| Input records |
***

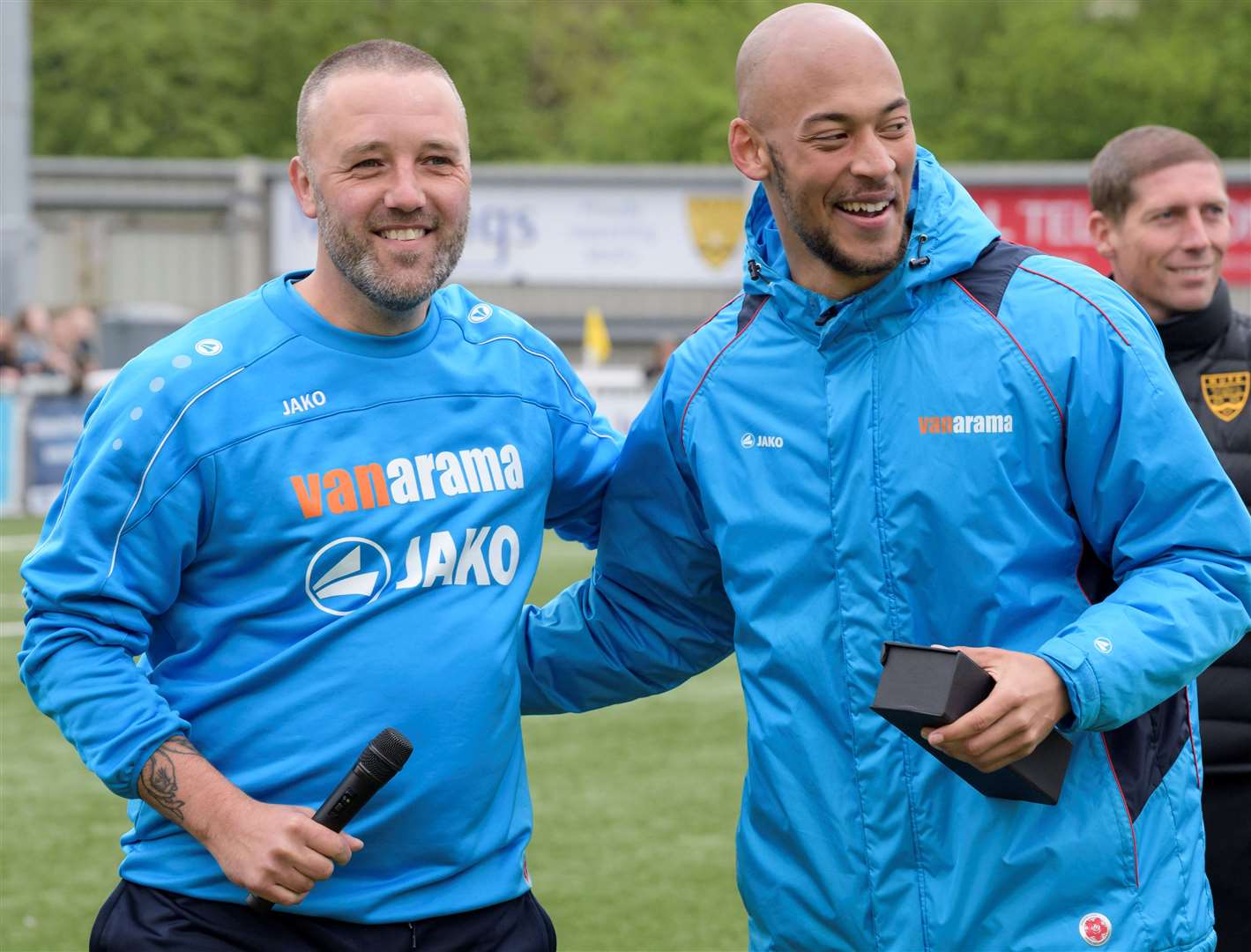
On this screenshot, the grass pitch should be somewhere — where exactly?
[0,519,747,952]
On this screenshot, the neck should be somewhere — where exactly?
[295,256,430,337]
[1152,279,1233,354]
[782,242,890,301]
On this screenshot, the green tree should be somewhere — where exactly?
[31,0,1251,162]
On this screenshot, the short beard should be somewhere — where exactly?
[765,144,912,278]
[313,185,469,320]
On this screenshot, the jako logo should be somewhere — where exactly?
[917,413,1012,435]
[283,390,325,417]
[304,535,391,615]
[740,433,782,449]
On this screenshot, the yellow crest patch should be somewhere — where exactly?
[687,195,747,268]
[1198,370,1251,423]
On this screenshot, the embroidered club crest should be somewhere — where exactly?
[1198,370,1251,423]
[687,195,747,268]
[1077,912,1112,946]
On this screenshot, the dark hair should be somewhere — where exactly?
[1090,125,1224,221]
[295,40,459,164]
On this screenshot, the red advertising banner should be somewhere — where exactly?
[968,185,1251,284]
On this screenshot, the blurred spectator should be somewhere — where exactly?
[50,304,101,393]
[645,338,678,383]
[1090,125,1251,948]
[0,304,101,393]
[0,314,21,389]
[14,304,53,374]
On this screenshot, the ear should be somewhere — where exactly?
[1086,212,1116,262]
[287,155,316,218]
[729,116,773,182]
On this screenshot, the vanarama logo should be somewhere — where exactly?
[917,413,1012,435]
[290,443,525,519]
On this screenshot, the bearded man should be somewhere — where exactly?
[19,40,619,952]
[522,4,1251,952]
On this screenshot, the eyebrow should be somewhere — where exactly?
[341,139,460,160]
[803,96,908,125]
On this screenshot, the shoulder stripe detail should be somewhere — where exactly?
[1181,684,1203,791]
[1099,733,1140,889]
[678,294,768,449]
[462,331,612,439]
[105,365,247,578]
[688,292,744,337]
[952,275,1065,426]
[1021,264,1134,346]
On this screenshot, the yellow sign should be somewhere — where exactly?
[1198,370,1251,423]
[582,308,613,367]
[687,195,747,268]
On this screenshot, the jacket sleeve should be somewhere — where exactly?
[520,363,734,714]
[1039,283,1251,731]
[544,346,623,549]
[18,371,212,797]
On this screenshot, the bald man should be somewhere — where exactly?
[523,5,1251,952]
[19,40,619,952]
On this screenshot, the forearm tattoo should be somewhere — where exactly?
[139,737,203,823]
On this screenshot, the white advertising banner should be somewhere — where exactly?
[271,182,748,287]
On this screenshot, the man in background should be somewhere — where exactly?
[19,40,619,952]
[1090,125,1251,948]
[522,4,1251,952]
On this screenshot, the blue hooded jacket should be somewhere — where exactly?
[522,150,1251,952]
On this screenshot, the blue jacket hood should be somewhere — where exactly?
[743,146,1000,330]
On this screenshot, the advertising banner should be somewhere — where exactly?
[271,182,747,289]
[271,182,1251,289]
[968,184,1251,284]
[25,394,90,516]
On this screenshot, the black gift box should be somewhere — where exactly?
[872,642,1074,806]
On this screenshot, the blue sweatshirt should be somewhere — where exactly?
[19,272,621,922]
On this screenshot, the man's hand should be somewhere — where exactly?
[197,792,364,905]
[139,737,364,905]
[920,645,1071,773]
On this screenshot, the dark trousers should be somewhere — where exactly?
[89,880,555,952]
[1203,773,1251,952]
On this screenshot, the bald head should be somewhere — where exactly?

***

| Stated goal |
Rewrite every line from the start of the listing up to and including the line with "[313,185,469,320]", keeping the other lines as they are but multiplying each bounding box coordinate in the answers by 1.45 and rounding to whole numbers, halves up. Leave the pictures out.

| Complete answer |
On this screenshot, the grass pitch should be somewhere — where exactly?
[0,753,1083,1380]
On this screenshot, the neck should be somewhere — where exactly?
[428,371,624,489]
[1670,405,1788,513]
[1134,351,1291,436]
On this screenshot, the green tree should be somewhere — where exactly?
[45,0,1814,235]
On this screenshot, the short beard should be somewhere — where exactly?
[1109,209,1322,403]
[454,268,680,464]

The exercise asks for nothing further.